**Task instructions:** Print all of the lines exactly. Any picture among them stays out.

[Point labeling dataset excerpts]
··········

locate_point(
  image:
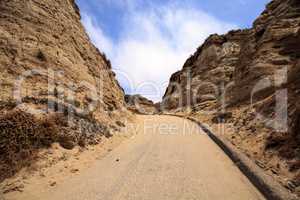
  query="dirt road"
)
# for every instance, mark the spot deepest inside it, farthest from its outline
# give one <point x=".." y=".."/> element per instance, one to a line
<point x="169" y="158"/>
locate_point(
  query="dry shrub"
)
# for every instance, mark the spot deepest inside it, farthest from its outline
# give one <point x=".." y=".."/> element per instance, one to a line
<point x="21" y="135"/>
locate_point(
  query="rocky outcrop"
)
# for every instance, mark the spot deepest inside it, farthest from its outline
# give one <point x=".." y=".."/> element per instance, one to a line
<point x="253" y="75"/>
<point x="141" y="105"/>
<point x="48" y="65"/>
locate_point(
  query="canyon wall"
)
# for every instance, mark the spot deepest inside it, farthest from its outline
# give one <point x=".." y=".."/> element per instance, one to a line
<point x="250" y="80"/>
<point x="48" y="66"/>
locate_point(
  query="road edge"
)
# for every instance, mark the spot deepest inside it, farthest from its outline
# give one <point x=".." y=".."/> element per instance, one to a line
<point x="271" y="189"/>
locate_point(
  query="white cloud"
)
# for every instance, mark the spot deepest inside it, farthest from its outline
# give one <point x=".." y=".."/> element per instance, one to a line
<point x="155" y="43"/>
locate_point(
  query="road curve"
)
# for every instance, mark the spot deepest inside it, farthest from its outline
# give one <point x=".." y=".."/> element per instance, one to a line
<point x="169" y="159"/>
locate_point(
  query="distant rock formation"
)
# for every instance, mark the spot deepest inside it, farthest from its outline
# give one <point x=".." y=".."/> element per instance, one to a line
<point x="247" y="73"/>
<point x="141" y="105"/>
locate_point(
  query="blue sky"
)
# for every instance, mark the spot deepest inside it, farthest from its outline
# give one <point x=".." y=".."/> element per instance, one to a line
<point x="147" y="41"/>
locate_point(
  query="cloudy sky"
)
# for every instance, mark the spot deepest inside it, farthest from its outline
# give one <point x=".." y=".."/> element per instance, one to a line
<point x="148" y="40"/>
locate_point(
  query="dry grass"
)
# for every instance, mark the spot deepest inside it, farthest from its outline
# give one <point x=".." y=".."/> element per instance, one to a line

··········

**Response to the task:**
locate_point(
  image:
  query="dirt road"
)
# for every instance, mark the spot deepest inside it, farthest from its outline
# give one <point x=".." y=".."/> element per instance, one to a line
<point x="169" y="158"/>
locate_point(
  query="dry shrub"
)
# for every instance, mark the spot deepest inside it, farthest from its outline
# give one <point x=".." y=".."/> element per instance, one to a line
<point x="21" y="135"/>
locate_point(
  query="rocky outcrop"
)
# for every instance, mark the spot deepest inside it, farthest from its outline
# give one <point x=".." y=".."/> element per instance, one to a line
<point x="253" y="75"/>
<point x="141" y="105"/>
<point x="48" y="65"/>
locate_point(
  query="canyon wall"
)
# for every instance, mark the spot deepest inside it, farthest from its outline
# give one <point x=".." y=".."/> element per instance, one to a line
<point x="250" y="80"/>
<point x="48" y="66"/>
locate_point(
  query="road edge"
)
# for every instance, mark the spot deepest inside it, farthest from its outline
# give one <point x=".." y=".."/> element per instance, one to a line
<point x="271" y="189"/>
locate_point(
  query="white cloud"
)
# for every instance, mark the spot deepest inside it, farthest from its outline
# give one <point x=".." y=".."/> element per instance, one to a line
<point x="155" y="43"/>
locate_point(
  query="road curve"
)
# for every instance, mark the spot deepest inside it, farthest from its outline
# give one <point x=".." y=".."/> element per instance, one to a line
<point x="169" y="159"/>
locate_point(
  query="distant rock formation"
)
# for every instance, mark the spot deepest inside it, farthest from its outline
# give one <point x=".." y=".."/> element per instance, one to a line
<point x="247" y="73"/>
<point x="141" y="105"/>
locate_point(
  query="blue sky"
)
# for every instance, mark the spot deepest inside it, farthest from its outline
# give one <point x=".." y=".."/> element per instance, one to a line
<point x="147" y="41"/>
locate_point(
  query="cloudy sky"
)
# for every instance, mark the spot deepest inside it, farthest from its outline
# give one <point x=".." y=".."/> element per instance, one to a line
<point x="148" y="40"/>
locate_point(
  query="dry grass"
)
# for every instance, mark the spot deepest inside it, farthest from its outline
# give one <point x=".." y=".."/> element per instance, one to a line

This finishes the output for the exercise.